## INPUT DATA

★ ★ ★

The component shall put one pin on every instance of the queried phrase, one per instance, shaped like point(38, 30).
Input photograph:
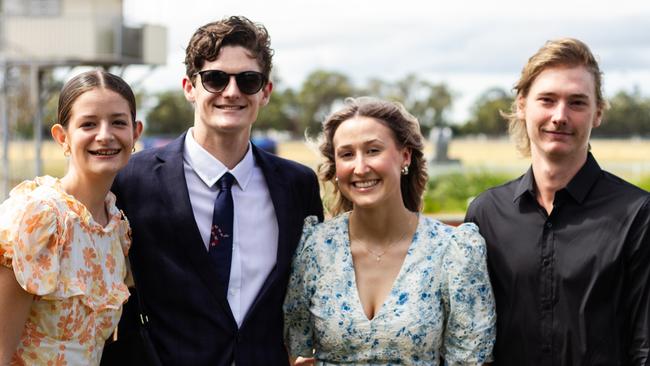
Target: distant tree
point(319, 94)
point(428, 102)
point(172, 114)
point(629, 115)
point(485, 117)
point(281, 113)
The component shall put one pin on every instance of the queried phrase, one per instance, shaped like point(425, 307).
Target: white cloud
point(470, 45)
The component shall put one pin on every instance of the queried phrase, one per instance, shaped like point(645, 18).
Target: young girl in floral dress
point(63, 242)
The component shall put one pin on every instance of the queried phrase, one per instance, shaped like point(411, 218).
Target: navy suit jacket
point(190, 322)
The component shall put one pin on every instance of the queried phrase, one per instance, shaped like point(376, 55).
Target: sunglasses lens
point(250, 82)
point(214, 81)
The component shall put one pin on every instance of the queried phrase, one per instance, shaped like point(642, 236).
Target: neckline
point(396, 280)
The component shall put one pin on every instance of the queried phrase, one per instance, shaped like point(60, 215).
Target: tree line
point(301, 110)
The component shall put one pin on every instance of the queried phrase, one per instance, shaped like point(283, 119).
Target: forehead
point(233, 59)
point(565, 81)
point(359, 130)
point(100, 100)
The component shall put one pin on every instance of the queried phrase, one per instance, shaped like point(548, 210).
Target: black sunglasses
point(248, 82)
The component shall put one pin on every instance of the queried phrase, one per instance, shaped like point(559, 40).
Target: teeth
point(366, 184)
point(105, 152)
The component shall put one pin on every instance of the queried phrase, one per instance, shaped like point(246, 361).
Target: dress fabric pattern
point(75, 268)
point(440, 306)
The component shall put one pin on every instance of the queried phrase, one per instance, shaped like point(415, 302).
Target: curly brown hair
point(208, 40)
point(563, 52)
point(406, 131)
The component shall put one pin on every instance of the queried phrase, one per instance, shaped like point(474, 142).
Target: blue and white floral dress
point(440, 306)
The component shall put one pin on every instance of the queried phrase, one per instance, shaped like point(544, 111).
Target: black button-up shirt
point(572, 287)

★ ★ ★

## DIRECTIONS
Return all the data exactly, and keep the pictures out.

## RESPONSE TO THE EXERCISE
The component shall put one pin on every instance of the queried phrase, one per instance, shaped like point(38, 30).
Input photograph:
Target: distant tree
point(319, 94)
point(428, 102)
point(172, 114)
point(629, 115)
point(485, 117)
point(281, 113)
The component shall put one pin on every instance of the queried phrase, one per instance, shaped like point(425, 307).
Target: white cloud
point(470, 45)
The component shall put one pin on every instance of the queried phrase, one per instance, shaped like point(645, 18).
Target: young girl in floral dress
point(63, 242)
The component shall put one pin on every instance of the queried phrase, one per instance, shaped like point(411, 218).
Target: navy suit jacket
point(190, 322)
The component shall put one pin on every instance of the queried phrase, one per instance, shaped like point(376, 55).
Target: sunglasses lens
point(250, 82)
point(214, 81)
The component shall put one pin on every instance of the queried phrase, one per instance, shaped like point(642, 236).
Target: neckline
point(396, 280)
The component shall put one pin on every instance of the queried phrase, one per instance, shaped like point(60, 215).
Target: tree line
point(301, 110)
The component shall put one pin on every instance of the queried phrase, one per instance, shaped like point(283, 119).
Target: forehead
point(233, 59)
point(565, 81)
point(359, 130)
point(100, 100)
The component shall put one pin on every instance of the queried phrase, one per instance, shaped like point(548, 210).
Target: black sunglasses
point(248, 82)
The component shall put one pin on every instance of the queried phrase, one per instance, shaped like point(559, 40).
Target: teeth
point(366, 184)
point(105, 152)
The component shall put one pin on every instance of the queried phrase, one per instance, shaped like point(246, 361).
Target: dress fabric pattern
point(75, 268)
point(440, 306)
The component shall put one pin on every instance of the queried phrase, one per instance, shaped like point(415, 302).
Target: curly brown hair
point(208, 40)
point(563, 52)
point(406, 131)
The component shall put one pin on every instance of the queried phrase, one per instance, shaped like point(474, 142).
Target: blue and white floral dress
point(440, 306)
The component shall put one pin on every instance of the queried phrase, one per instance, shaped like point(544, 111).
Target: black button-up shirt
point(572, 287)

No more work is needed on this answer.